Task requirements — Return every line of the listing below word for word, without changing anything.

[Some records]
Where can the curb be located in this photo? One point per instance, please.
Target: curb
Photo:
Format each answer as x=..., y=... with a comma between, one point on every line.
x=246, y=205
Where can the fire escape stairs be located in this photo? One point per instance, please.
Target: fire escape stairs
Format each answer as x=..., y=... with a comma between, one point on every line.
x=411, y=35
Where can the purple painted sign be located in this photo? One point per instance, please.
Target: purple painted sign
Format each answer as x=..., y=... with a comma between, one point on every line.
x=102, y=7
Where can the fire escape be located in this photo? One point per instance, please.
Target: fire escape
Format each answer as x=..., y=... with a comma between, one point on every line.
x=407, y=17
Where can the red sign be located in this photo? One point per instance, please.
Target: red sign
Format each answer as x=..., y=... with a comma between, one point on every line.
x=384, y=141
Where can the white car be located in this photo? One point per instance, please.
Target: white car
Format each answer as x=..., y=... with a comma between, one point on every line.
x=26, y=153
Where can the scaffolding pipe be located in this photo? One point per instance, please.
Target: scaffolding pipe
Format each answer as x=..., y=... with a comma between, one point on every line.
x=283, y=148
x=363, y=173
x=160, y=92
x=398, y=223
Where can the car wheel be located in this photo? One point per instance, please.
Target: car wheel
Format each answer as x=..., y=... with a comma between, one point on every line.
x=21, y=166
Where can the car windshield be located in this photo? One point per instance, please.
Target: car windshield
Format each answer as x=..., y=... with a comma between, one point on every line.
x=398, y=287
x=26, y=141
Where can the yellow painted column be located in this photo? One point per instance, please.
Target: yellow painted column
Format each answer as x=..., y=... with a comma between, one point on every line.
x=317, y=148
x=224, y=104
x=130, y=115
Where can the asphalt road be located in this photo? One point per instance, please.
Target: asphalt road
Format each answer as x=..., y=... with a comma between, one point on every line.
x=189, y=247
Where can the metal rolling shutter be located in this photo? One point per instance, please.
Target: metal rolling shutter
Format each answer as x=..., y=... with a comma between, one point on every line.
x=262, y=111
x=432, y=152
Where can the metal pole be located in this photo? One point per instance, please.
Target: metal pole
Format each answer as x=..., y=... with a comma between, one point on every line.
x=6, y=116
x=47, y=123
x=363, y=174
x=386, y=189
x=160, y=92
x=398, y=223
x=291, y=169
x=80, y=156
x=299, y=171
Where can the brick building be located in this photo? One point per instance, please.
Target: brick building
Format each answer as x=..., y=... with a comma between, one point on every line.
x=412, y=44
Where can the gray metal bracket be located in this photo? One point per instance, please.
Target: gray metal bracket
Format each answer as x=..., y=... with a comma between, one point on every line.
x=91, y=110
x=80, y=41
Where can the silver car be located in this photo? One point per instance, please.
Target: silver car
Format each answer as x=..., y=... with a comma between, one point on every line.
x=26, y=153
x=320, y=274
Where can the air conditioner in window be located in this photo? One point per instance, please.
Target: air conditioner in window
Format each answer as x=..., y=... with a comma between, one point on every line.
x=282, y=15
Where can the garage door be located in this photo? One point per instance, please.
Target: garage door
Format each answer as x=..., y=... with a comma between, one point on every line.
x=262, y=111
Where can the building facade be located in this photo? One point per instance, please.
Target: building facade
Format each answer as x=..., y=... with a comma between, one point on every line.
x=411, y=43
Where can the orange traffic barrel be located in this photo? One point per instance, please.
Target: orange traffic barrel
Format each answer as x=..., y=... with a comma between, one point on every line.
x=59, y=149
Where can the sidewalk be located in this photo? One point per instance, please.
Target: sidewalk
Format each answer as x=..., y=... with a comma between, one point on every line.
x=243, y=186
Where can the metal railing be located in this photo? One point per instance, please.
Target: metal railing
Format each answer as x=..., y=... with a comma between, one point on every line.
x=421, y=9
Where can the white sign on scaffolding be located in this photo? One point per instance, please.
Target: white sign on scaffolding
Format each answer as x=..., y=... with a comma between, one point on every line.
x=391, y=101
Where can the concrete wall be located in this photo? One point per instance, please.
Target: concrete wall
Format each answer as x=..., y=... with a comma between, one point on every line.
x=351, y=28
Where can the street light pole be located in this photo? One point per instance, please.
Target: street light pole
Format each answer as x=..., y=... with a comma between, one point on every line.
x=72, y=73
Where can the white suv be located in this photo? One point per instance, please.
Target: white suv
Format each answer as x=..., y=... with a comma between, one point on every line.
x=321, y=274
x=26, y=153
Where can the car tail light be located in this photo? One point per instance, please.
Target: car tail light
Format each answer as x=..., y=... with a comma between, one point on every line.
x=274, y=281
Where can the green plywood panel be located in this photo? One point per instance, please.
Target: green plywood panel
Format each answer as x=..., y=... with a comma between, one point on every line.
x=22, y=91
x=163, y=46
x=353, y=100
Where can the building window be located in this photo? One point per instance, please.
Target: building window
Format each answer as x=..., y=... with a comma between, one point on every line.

Reply to the task —
Where can the curb be located in this photo? One point per instance, please.
Target: curb
Photo:
Format each answer as x=..., y=... with a comma between, one point on every line.
x=246, y=205
Where can the fire escape stairs be located in this photo? One point per instance, please.
Target: fire escape stairs
Format each answer as x=..., y=... with a comma between, one point on every line.
x=411, y=35
Where can the purple painted sign be located in this photo? One point per instance, please.
Target: purple painted sign
Format each answer as x=..., y=... with a comma between, one point on every line.
x=102, y=7
Where can the fire escape be located in this photo? One point per instance, please.
Target: fire escape
Format each answer as x=..., y=... with a comma between, one point on every line.
x=407, y=17
Where can the red sign be located in this photo? One point per instance, please.
Target: red sign
Format each answer as x=..., y=... with a comma between, one point on every line.
x=384, y=141
Where can the white car be located in this photo? One point per instance, please.
Target: white car
Format each answer as x=..., y=... with a comma between, one point on every line.
x=26, y=153
Where can the scaffolding pipe be located in this photo? One point per instance, please.
Target: scaffolding pipe
Format each answer as x=..., y=... with a comma between, one point on every line.
x=283, y=148
x=363, y=173
x=160, y=92
x=398, y=223
Where can the car wheel be located in this photo? One point per instance, please.
Target: car wheel
Format each answer as x=..., y=... with a comma between, one point on every line.
x=21, y=166
Where can the car windshield be located in this photo? One point per instance, please.
Target: car windshield
Format each answer as x=..., y=... with a comma between, one point on every line.
x=398, y=287
x=26, y=141
Where can the yellow painted column be located in this photo? One point per instance, please.
Target: yellow painted column
Format each answer as x=..., y=... with a comma between, one point on every line.
x=317, y=148
x=224, y=104
x=130, y=115
Where can the asphalt road be located in this photo? One point per instance, please.
Target: asphalt road
Format each answer as x=..., y=... with a comma between, one point on every line.
x=189, y=247
Where can the metal rolling shutter be located in this photo? One point per instance, please.
Target: metal rolling shutter
Format each answer as x=..., y=... with a comma between, one point on every line.
x=262, y=111
x=432, y=152
Where can the metal pole be located in this photo? One point per instance, please.
Target: metal pole
Format each answer as x=..., y=... with a comma between, one point on every line.
x=6, y=116
x=47, y=123
x=363, y=174
x=386, y=189
x=160, y=92
x=398, y=223
x=291, y=169
x=80, y=156
x=299, y=171
Where can the brick building be located in this photo? One point per instance, please.
Target: brick building
Format each answer as x=..., y=... with a comma between, one point on every line.
x=412, y=44
Where can the gray metal bracket be located in this photo? One point per instance, please.
Target: gray metal bracket
Format each answer as x=..., y=... with a comma between, one point on every line.
x=91, y=110
x=80, y=41
Where can the silver car be located in this photo? One point per instance, please.
Target: silver car
Format each answer as x=..., y=... with a comma between, one point on every line.
x=26, y=153
x=320, y=274
Where can the air conditioner in window be located in this photo? One point per instance, please.
Target: air conditioner in window
Format each answer as x=..., y=... with a comma between, one point on every line.
x=282, y=15
Where can the garage door be located in this photo? One point per instance, please.
Target: garage door
Format each answer as x=..., y=... with a comma between, one point on every line.
x=262, y=111
Where can the building facade be located in this photo? One point per instance, please.
Target: building facade
Format each answer as x=..., y=... with a comma between, one point on every line.
x=411, y=43
Where can the orange traffic barrel be located in this photo? One point per instance, please.
Target: orange traffic barrel
Format each answer as x=..., y=... with a comma between, one point on every line.
x=59, y=149
Where can the sidewalk be located in this photo? One point per instance, please.
Target: sidewalk
Format each answer as x=..., y=... with a comma between, one point on every line.
x=243, y=186
Where can the metal railing be located in this photo? One point per instance, please.
Target: metal railing
Format each answer as x=..., y=... with a comma between, one point on every line.
x=421, y=9
Where can the white sign on scaffolding be located in this photo? One point per instance, please.
Target: white sign on scaffolding
Format each answer as x=..., y=... with a comma between, one point on every line.
x=391, y=101
Where can the concrete wall be located in this photo? One point per instance, please.
Target: concrete wall
Format each answer as x=..., y=... with a comma between, one point on every line.
x=351, y=28
Where can the street light pole be located in this photo? One point per instance, please.
Target: street light pole
Format each answer as x=..., y=... with a comma between, one point on every line.
x=72, y=73
Where can the white suv be located in this photo? One point per instance, please.
Target: white suv
Format each answer as x=..., y=... with a comma between, one point on every line.
x=321, y=274
x=26, y=153
Where can the car tail light be located in this photo? One point per instance, please.
Target: car tail light
Format each answer as x=..., y=... with a comma between, one point on every line.
x=274, y=281
Where can the green plywood panel be located in this photo? One point per instance, please.
Target: green plywood panel
Format each answer as x=..., y=... with a comma between, one point on every line.
x=22, y=91
x=163, y=46
x=353, y=100
Where can the building window be located in this photo? One point per instance, please.
Target: building window
Format each answer as x=..., y=... with a comma between, one point on every line.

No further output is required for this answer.